## Job
In the passage about Emile Durkheim, what term is given in quotation marks for joint affect?

One of Emile Durkheim’s signal contributions is the recognition of the centrality of joint affect. Just as Gustave Le Bon (1896) emphasized the role of shared emotion (typically negative or conflictual emotion) in crowd behavior, Durkheim understood that joint affect (“collective effervescence”) could create powerful feelings of commitment. In his analysis of religious life, Durkheim (1915:247) argued for the salience of high-energy shared and focused action, creating collective consciousness, writing, When [tribesmen] once come together, a sort of electricity is formed by their collecting [gathering] which quickly transports them to an extraordinary degree of exaltation. Every sentiment expressed finds a place without resistance in all the minds, which are very open to outside impressions; each re-echoes the others, and is re-echoed by the others. The initial impulse thus proceeds, growing as it goes, as an avalanche grows in its advance.

## Stored data
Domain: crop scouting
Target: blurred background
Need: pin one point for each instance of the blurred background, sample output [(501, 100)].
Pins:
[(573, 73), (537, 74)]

## Correct output
Collective effervescence.